• _Extracted text_:
━━━━━━
(Bloomberg) — The fight is intensifying over which patients will get an almost $15,000-a-year cholesterol drug from Regeneron Pharmaceuticals Inc. (Nasdaq:REGN) and Sanofi (NYSE:SNY), with CVS Health Corp. (NYSE:CVS) calling for new treatment guidelines to make it clearer who should qualify.
In a commentary published online Monday in the Journal of the American Medical Association, three top medical officials from CVS are urging cardiologists to reconsider cholesterol-lowering guidelines from the American College of Cardiology and American Heart Association. They say that setting clear cholesterol levels for patients to reach would help doctors determine who needs the injectable drug and others like it, known as PCSK9 inhibitors.
Regeneron and Sanofi’s treatment, Praluent, is the first of the powerful new class of cholesterol-lowering drugs, which already are triggering a huge debate among insurers and employers worried about their potential costs. A competing drug from Amgen Inc. (Nasdaq:AMGN) could be approved by U.S. regulators by the end of this month. Already, insurers such as Aetna Inc. (NYSE:AET) and UnitedHealth Group Inc. (NYSE:UNH) are at odds over which patients can get coverage for Praluent.
In addition to its drugstore business, CVS is the second-biggest pharmacy benefit manager (PBM) in the United States, working with insurers and employers to negotiate prices for medications. For that reason, its views are taken very seriously in the health industry.
━━━━━━
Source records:

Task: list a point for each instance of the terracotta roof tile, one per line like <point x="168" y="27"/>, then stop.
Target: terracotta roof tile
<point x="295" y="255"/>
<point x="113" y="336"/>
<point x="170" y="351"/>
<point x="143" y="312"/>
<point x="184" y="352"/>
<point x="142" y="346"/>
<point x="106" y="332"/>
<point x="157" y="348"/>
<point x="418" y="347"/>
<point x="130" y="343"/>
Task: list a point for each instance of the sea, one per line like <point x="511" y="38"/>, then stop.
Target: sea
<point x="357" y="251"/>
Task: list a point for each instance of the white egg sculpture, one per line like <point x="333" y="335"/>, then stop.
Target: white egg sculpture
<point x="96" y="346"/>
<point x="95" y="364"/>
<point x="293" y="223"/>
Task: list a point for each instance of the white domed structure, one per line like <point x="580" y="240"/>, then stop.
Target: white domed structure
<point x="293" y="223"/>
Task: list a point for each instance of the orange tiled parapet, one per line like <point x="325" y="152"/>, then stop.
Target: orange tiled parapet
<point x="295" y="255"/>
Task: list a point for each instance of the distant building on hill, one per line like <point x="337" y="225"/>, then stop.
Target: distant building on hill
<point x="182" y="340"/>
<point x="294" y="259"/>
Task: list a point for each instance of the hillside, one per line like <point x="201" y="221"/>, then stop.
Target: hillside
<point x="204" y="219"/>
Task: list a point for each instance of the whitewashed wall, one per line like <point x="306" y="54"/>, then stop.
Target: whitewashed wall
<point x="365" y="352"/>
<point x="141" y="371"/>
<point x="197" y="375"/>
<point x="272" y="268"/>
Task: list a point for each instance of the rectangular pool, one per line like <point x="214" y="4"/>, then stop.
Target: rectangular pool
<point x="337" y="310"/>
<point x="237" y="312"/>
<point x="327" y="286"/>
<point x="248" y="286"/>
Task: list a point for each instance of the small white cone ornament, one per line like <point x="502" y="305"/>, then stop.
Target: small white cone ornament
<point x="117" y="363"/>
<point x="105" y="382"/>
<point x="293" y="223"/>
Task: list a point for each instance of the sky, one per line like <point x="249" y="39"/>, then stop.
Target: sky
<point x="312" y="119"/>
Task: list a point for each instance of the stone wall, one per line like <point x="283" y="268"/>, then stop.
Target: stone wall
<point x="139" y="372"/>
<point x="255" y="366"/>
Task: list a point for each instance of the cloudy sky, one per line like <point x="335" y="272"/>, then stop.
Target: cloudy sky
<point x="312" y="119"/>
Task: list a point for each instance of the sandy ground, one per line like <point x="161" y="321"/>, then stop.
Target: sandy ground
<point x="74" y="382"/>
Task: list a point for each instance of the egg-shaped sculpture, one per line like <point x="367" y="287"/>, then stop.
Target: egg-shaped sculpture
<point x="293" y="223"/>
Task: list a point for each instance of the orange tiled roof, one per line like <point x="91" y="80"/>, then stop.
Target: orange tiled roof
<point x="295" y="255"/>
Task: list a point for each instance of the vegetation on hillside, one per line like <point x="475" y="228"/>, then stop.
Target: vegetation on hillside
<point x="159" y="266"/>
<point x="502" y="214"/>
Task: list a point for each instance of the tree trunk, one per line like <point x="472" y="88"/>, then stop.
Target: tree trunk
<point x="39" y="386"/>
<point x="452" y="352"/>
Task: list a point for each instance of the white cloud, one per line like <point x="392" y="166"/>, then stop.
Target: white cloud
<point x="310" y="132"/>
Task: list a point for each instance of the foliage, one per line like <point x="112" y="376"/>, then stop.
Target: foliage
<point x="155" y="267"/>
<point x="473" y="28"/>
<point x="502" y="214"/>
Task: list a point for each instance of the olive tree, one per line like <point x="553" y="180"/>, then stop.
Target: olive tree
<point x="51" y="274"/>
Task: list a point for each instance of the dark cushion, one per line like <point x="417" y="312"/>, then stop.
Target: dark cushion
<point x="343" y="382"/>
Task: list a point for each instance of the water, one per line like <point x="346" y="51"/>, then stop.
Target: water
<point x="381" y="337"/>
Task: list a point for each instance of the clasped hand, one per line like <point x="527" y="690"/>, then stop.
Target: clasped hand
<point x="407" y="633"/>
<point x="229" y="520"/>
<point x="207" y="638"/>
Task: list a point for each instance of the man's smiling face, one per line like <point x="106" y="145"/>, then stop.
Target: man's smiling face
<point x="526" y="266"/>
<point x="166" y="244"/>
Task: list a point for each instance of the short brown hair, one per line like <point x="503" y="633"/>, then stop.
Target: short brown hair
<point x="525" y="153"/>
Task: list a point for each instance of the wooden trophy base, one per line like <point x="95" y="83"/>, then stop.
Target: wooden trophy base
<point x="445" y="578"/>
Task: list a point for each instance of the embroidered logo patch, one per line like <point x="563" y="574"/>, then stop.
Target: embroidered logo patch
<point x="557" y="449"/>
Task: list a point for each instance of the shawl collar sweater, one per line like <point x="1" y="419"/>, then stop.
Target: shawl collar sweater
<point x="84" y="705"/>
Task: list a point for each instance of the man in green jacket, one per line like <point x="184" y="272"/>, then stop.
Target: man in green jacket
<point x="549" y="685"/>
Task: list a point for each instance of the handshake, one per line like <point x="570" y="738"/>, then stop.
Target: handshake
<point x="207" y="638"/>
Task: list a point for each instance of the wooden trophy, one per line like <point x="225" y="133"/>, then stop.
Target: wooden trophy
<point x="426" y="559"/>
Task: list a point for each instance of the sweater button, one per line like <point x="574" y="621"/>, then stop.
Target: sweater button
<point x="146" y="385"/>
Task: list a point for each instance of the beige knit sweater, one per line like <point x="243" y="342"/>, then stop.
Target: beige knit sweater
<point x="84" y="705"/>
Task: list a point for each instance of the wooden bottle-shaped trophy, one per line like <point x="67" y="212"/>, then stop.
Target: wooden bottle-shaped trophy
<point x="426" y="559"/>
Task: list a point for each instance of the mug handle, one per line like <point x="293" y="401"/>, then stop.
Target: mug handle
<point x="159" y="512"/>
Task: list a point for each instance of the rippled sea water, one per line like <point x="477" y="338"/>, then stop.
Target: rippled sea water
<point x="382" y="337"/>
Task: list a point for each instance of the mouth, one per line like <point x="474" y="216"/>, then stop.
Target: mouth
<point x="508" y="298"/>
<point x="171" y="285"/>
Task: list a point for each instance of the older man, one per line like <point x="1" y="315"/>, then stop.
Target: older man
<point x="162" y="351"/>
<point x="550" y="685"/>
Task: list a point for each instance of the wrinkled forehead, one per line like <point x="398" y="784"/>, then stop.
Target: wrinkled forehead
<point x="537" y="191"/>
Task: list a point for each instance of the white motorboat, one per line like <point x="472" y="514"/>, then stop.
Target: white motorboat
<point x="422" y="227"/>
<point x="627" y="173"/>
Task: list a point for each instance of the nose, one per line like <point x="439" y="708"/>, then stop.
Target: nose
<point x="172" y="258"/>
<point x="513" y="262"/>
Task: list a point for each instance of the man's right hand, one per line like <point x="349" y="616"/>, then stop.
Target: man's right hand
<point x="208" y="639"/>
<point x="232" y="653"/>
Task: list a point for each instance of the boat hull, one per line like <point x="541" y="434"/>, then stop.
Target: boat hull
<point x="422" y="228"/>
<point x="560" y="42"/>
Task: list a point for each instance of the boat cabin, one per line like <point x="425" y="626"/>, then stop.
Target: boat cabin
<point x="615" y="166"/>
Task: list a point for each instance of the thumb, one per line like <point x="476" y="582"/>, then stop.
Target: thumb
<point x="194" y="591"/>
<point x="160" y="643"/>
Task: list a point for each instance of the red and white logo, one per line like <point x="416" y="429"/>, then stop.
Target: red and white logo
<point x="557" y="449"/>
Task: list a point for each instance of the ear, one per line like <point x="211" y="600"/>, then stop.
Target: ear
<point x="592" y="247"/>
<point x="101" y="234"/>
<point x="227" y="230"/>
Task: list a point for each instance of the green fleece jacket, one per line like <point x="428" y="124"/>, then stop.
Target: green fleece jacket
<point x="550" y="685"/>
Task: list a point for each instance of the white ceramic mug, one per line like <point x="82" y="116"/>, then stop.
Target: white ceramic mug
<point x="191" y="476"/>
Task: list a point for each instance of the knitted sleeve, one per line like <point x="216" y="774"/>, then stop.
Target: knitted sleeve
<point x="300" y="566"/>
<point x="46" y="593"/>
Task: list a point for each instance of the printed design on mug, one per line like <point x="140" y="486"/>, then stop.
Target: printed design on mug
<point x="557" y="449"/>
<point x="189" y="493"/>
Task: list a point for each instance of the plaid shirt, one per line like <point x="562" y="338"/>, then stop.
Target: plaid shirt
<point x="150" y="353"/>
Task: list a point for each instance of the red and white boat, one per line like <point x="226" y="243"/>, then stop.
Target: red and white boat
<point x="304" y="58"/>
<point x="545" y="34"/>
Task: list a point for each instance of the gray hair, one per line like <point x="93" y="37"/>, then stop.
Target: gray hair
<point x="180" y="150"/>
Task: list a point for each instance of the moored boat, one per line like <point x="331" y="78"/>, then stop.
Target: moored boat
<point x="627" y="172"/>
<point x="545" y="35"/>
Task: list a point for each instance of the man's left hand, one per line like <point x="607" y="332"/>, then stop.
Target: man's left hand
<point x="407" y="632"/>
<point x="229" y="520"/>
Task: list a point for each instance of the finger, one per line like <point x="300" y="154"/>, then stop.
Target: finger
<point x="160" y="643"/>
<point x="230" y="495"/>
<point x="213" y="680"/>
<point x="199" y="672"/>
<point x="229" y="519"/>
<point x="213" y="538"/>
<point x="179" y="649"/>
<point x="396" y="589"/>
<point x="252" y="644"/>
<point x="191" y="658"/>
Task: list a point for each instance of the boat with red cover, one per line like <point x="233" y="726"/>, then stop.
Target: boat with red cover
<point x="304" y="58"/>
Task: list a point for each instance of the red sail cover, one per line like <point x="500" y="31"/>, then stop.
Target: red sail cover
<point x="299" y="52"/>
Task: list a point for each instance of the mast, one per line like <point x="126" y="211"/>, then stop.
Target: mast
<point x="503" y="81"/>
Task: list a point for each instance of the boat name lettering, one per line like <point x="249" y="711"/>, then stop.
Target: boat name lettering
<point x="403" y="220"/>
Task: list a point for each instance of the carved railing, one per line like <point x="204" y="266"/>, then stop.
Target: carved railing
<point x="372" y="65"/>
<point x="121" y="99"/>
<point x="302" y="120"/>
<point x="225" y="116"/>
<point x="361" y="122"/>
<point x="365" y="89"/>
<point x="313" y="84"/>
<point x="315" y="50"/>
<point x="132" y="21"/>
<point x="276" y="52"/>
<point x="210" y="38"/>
━━━━━━
• _Task list_:
1. Reproduce the part of the article on the cholesterol drug starting at "Regeneron and Sanofi’s" and ending at "coverage for Praluent.".
2. Take the article on the PCSK9 cholesterol drugs further, continuing on from its last sentence.
The source records are a separate body of material and have no connection to the article.

• _Exercise responses_:
1.
Regeneron and Sanofi’s treatment, Praluent, is the first of the powerful new class of cholesterol-lowering drugs, which already are triggering a huge debate among insurers and employers worried about their potential costs. A competing drug from Amgen Inc. (Nasdaq:AMGN) could be approved by U.S. regulators by the end of this month. Already, insurers such as Aetna Inc. (NYSE:AET) and UnitedHealth Group Inc. (NYSE:UNH) are at odds over which patients can get coverage for Praluent.

2.
In approving Praluent, the U.S. Food and Drug Administration (FDA) left it vague about who exactly should get the medicine, approving it for patients with atherosclerotic disease who need further reduction of cholesterol despite being on high doses of statin drugs such as Lipitor. The FDA didn’t define precisely what this means, creating potential for conflict between patients, doctors and insurers. The drug is also approved for patients with a genetic form of high cholesterol.
Setting a minimum cholesterol level for PCSK9s would be a shift for the influential cardiology organizations. Their current guidelines, written in 2013, moved away from recommending preset targets for bad cholesterol in favor of a broader strategy of looking at overall heart disease risk to determine treatment.
Without specific bad cholesterol targets, insurers could find it difficult to limit PCSK9 use to patients who need the drugs most, making expenses difficult to control, said Troyen Brennan, CVS’s chief medical officer, in the medical journal commentary he wrote with two colleagues.
If the PCSK9 drugs are used broadly, “the cost implications for payors and society could be extraordinary,” they wrote. “Reasonable utilization management can occur only with a return to reliance on lipid goals.”
Under the current guidelines, “it would be a simple, logical step” for a doctor to conclude that PCSK9 drugs should be used widely, even for patients with low risk of major heart events, Brennan said in an interview. After all, studies have shown that lowering LDL, or bad cholesterol, is generally better for heart health.
“We are basically trying to disrupt that kind of thinking,” Brennan said in an interview.